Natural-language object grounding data
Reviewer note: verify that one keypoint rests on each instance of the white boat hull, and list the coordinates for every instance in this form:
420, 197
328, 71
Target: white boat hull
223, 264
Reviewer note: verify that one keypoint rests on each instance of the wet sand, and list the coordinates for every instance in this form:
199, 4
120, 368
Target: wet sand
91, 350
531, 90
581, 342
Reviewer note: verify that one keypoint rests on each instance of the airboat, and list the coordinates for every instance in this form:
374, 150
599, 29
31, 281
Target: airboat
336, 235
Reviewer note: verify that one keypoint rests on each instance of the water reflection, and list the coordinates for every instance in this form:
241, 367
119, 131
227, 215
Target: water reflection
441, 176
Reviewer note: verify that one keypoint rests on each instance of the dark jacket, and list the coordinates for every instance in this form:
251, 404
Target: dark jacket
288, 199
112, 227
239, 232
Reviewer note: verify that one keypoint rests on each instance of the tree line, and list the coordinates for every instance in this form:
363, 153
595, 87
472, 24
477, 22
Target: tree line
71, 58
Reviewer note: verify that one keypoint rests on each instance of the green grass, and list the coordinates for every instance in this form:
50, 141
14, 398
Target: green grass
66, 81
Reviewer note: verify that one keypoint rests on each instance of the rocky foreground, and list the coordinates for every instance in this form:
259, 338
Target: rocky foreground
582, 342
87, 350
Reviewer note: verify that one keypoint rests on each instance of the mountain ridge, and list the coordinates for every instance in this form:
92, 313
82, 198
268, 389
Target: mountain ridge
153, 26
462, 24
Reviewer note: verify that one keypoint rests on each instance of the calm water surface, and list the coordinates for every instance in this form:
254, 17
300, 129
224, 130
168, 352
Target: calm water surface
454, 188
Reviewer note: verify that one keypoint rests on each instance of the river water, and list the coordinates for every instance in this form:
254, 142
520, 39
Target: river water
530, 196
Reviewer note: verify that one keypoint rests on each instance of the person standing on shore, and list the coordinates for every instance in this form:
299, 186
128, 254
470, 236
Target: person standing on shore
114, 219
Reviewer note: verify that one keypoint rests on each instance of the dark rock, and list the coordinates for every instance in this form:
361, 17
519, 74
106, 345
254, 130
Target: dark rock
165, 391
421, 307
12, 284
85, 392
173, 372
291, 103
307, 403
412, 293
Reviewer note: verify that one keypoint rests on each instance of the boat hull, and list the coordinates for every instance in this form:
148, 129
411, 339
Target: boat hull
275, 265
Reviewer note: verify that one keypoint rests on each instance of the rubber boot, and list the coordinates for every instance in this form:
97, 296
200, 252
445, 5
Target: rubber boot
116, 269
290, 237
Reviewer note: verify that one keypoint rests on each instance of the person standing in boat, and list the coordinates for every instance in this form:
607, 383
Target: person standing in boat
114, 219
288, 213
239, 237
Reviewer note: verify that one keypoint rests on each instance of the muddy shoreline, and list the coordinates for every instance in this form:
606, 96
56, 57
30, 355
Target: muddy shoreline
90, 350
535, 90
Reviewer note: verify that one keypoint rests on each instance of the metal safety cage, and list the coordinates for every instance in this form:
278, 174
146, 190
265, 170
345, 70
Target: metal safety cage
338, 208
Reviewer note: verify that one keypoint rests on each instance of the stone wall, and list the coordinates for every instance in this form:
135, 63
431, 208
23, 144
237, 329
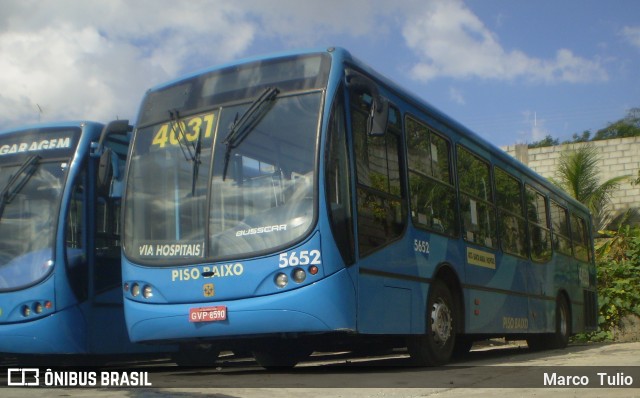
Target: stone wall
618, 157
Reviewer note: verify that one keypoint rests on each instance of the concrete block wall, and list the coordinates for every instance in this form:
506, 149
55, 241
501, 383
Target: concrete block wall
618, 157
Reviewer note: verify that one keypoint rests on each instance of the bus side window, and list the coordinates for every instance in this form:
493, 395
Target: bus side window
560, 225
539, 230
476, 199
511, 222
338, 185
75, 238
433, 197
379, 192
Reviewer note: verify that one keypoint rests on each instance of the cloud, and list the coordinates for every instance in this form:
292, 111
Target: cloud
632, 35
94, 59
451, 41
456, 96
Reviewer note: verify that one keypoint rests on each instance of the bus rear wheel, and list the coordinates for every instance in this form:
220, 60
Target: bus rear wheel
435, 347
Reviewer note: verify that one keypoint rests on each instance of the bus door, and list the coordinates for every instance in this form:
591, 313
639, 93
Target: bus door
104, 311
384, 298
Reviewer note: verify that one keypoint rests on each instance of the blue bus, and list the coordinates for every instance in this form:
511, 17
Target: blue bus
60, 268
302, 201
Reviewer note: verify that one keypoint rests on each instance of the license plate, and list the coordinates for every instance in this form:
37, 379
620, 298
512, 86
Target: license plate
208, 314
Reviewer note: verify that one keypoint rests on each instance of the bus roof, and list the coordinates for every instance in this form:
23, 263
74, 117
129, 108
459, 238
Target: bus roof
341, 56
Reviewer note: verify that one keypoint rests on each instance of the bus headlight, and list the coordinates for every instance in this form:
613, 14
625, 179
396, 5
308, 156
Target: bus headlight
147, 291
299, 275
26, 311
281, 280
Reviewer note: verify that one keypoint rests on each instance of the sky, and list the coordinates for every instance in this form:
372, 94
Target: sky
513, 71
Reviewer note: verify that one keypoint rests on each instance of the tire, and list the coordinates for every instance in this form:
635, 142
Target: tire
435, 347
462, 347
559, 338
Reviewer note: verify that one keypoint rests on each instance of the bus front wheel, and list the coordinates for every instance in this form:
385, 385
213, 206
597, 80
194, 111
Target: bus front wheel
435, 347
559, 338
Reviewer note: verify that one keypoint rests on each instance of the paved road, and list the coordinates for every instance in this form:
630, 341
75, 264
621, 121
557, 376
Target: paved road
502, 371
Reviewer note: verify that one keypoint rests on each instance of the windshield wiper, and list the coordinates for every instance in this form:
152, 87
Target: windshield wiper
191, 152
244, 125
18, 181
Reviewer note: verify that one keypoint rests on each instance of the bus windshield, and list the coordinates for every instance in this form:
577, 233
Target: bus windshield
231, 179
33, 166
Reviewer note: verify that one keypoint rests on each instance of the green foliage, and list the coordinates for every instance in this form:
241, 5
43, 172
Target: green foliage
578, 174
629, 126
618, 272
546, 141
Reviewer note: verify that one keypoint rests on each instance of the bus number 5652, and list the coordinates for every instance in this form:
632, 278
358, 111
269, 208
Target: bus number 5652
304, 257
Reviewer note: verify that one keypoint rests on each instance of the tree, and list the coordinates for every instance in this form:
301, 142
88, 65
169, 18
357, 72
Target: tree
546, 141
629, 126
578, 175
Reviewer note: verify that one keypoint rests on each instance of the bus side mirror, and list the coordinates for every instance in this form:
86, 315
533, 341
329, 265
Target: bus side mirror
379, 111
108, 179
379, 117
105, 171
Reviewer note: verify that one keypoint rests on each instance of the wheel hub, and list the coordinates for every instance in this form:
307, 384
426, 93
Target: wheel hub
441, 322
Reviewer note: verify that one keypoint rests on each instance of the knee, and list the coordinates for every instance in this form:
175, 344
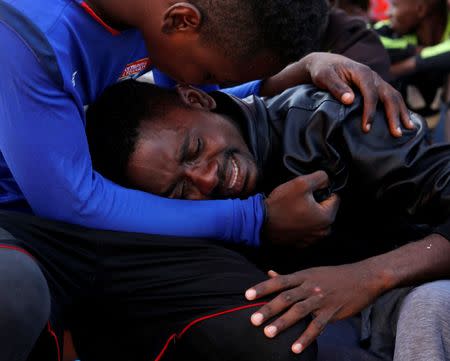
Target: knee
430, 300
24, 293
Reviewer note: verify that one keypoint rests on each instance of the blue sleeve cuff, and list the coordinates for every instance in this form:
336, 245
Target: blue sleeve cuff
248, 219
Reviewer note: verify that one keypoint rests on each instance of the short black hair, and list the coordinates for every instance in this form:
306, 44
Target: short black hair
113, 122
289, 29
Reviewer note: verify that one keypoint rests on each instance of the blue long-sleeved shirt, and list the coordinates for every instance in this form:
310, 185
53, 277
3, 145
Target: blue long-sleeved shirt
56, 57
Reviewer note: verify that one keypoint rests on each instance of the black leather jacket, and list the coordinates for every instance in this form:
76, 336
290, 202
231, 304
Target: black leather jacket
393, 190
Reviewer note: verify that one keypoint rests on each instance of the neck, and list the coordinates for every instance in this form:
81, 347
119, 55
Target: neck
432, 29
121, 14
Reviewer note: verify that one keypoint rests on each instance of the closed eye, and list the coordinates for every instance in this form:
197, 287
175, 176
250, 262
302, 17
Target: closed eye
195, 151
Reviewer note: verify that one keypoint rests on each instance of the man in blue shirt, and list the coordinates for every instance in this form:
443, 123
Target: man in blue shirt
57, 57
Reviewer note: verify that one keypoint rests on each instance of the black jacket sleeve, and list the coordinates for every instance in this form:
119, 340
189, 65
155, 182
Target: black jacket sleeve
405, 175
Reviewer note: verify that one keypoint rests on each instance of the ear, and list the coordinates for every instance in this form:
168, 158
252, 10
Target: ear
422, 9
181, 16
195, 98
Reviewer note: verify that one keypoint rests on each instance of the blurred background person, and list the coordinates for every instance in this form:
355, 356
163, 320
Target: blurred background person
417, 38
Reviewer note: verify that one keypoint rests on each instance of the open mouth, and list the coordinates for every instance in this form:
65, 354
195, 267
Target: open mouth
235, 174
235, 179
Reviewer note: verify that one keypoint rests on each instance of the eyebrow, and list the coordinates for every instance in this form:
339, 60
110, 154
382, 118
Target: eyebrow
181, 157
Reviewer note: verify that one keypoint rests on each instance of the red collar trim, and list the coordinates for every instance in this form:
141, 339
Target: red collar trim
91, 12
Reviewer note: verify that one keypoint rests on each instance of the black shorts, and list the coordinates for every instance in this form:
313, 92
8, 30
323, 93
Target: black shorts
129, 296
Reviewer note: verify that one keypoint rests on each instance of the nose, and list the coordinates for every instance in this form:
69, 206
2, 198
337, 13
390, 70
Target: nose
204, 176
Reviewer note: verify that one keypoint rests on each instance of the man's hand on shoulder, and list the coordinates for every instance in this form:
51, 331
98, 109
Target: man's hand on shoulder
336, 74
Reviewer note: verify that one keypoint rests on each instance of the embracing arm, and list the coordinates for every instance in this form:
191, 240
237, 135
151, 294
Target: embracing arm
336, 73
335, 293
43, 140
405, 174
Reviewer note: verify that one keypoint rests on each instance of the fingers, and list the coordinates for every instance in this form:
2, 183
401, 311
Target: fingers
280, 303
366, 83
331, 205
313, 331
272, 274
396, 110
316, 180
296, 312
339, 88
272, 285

• **TASK**: Write out the line containing "Target: ear" and every line after it through the end of the entries. Keep each one exactly as it is, and add nothing.

• **EXERCISE RESPONSE**:
Target: ear
422, 9
181, 16
195, 98
Reviewer note: verify that one keypoint rests on each instance of the blurred background person, and list the coordinates for every instance in this form:
355, 356
163, 320
Target: blurred background person
417, 38
Reviewer note: verify that one keypoint rests on each instance of the open mouth, and list the coordinates for every instance in this form:
65, 354
195, 267
Target: open mouth
235, 174
235, 179
Reviewer note: verify that one keypoint rests on each instance of the eyebrow, and list the coordinates for every instance in this form:
339, 60
110, 154
382, 118
Target: eyebrow
181, 157
Reviewer note: verify that one keypoint rests on each instance of the red collar trim, and list the coordinates for every instance in this form:
141, 339
Target: red collar trim
91, 12
Reviewer note: verify that one keypoint rests on each instance of the black shorts, and list the coordinates for every instance in this form:
313, 92
8, 30
323, 93
Target: black shorts
129, 296
Reviewer note: verify that one keypoint rests on each instance of the nose, and list the coordinates for every instance in this form:
69, 206
2, 198
337, 13
390, 70
Target: nose
204, 176
Reviewer note: verify that one keypoint rests on each instance of the man's hand on shoulder, and list the coordinates for every instance in this form:
51, 331
98, 109
Target: man's hand on shoulder
336, 74
Reviewer note: verify that one keypoint rests on each instance of the embracing arm, and list the coordinates for every instance in this form:
191, 240
237, 135
151, 294
Target: embracing arm
336, 73
335, 293
43, 140
405, 174
Reviewer note: verify that one keypoint rests on each instance of the fingers, and list the coordinates for every instance in this form:
2, 183
401, 311
Target: fingers
280, 303
366, 83
331, 205
313, 331
272, 274
396, 110
316, 180
296, 312
339, 88
272, 285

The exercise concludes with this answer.